- Series Two Title Card
- Starring: Connor Byrne Amy-Leigh Hickman Philip Graham Scott Mia McKenna-Bruce Joe Maw Jessie Williams Chris Slater Daniel Pearson Miles Butler-Hughton Kia Pegg Leanne Dunstan Sarah Rayson Reece Buttery Stacy Liu Kasey McKellar Akuc Bol
- No. of episodes: 13

Release
- Original network: CBBC CBBC HD
- Original release: 10 January – 28 March 2014

Series chronology
- ← Previous Series 1Next → Series 3

= The Dumping Ground series 2 =

The second series of the British children's television series The Dumping Ground began broadcasting on 10 January 2014 on CBBC and ended on 28 March 2014. The series follows the lives of the children living in the new fictional children's care home of Ashdene Ridge nicknamed by them "The Dumping Ground". It consists of thirteen, thirty-minute episodes. It is the tenth series in The Story of Tracy Beaker franchise.

==Series synopsis==
The Dumping Ground returned for a second series in January 2014.

Gina Conway (Kay Purcell) and Elektra Perkins ( Jessica Revell) did not return in this series. Stacy Liu was introduced as May Li Wang in "Jody in Wonderland" and Kasey McKellar joined the cast in "Kick Off" as Bailey Wharton. This is the first series in the Tracy Beaker franchise to feature the care home Ashdene Ridge. Jessie Williams left the series as Lily Kettle in Episode 4, "The Barbecue" after moving down South with Shannay and Steve. This series includes a vast majority of plots including Frank becoming homeless and living on the streets, Faith having to deal with her serious injury after being run over by a car, Johnny debated over signing up as a soldier, plus Tyler receiving a visit from his mum. Floss Guppy's past is revealed and whilst Bailey struggles with dyslexia. Johnny and Tee receive a visit from their mum, and Liam O'Donovan returns to the show in the series finale. This is the last series with Elly Brewer at the helm and posing as lead writer, despite being in the position since 2010.

> [Image point annotation items]:
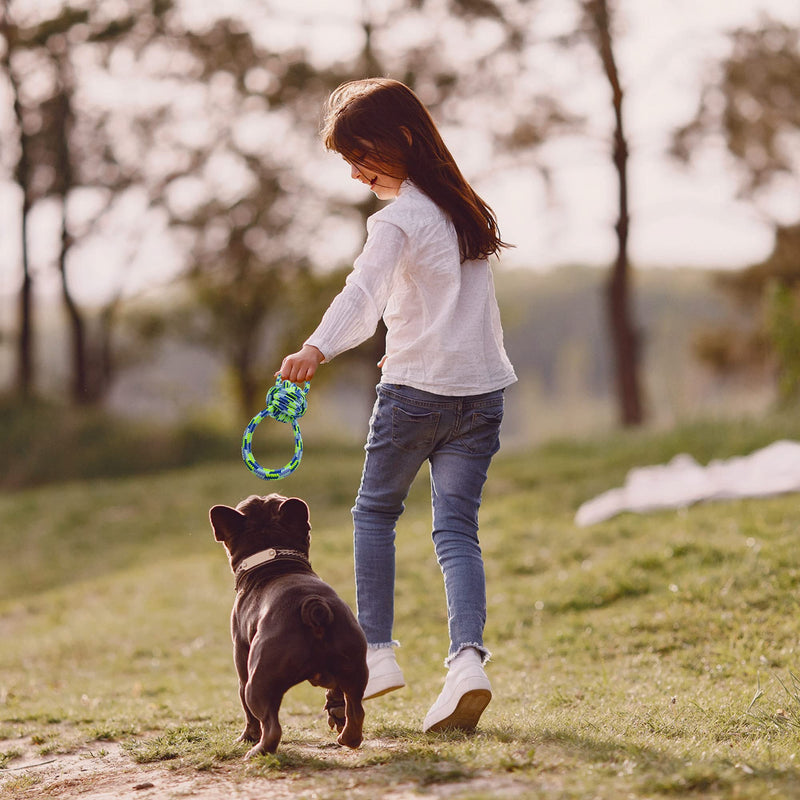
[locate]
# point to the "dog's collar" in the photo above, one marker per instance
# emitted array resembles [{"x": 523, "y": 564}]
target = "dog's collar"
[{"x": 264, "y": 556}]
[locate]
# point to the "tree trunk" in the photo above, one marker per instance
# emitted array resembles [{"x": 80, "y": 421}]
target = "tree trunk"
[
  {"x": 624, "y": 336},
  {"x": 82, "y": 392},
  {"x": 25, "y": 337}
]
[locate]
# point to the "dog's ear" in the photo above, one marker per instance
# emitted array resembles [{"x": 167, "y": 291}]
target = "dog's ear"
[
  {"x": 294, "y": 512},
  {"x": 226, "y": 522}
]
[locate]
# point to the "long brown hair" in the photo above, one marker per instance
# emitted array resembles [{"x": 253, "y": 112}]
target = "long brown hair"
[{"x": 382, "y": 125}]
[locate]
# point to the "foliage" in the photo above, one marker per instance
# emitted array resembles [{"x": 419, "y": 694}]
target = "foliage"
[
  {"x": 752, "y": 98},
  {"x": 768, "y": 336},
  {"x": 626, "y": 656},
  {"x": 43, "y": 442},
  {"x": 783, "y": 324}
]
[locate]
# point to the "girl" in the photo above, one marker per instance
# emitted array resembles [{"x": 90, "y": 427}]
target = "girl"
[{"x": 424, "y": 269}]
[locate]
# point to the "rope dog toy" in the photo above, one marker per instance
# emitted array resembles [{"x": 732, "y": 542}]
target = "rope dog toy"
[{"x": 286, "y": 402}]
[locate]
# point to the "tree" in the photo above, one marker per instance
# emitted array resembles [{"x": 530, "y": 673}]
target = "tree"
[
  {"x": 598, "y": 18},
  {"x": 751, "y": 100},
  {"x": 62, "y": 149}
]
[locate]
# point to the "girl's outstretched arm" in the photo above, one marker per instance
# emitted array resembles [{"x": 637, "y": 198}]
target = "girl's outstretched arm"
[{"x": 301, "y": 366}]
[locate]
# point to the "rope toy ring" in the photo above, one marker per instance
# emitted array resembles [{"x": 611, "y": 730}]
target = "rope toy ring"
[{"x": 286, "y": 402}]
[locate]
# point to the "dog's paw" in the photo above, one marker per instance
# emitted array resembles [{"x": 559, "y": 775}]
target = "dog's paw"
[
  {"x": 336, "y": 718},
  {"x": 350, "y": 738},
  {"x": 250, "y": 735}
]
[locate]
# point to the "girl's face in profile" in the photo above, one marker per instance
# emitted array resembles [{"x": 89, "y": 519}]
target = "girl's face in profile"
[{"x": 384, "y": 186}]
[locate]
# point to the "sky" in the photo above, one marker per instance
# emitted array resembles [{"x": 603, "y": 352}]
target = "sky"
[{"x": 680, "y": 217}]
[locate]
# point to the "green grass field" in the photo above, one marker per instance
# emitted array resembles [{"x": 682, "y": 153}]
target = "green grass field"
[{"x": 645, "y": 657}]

> [Exercise set]:
a) According to the Dumping Ground series 2 text, on what date did the second series begin broadcasting?
b) In the Dumping Ground series 2 text, reproduce the part from "The second series" up to and including "in January 2014.", switching "thirty-minute" to "half-hour".

> [Solutions in order]:
a) 10 January 2014

b)
The second series of the British children's television series The Dumping Ground began broadcasting on 10 January 2014 on CBBC and ended on 28 March 2014. The series follows the lives of the children living in the new fictional children's care home of Ashdene Ridge nicknamed by them "The Dumping Ground". It consists of thirteen, half-hour episodes. It is the tenth series in The Story of Tracy Beaker franchise.

==Series synopsis==
The Dumping Ground returned for a second series in January 2014.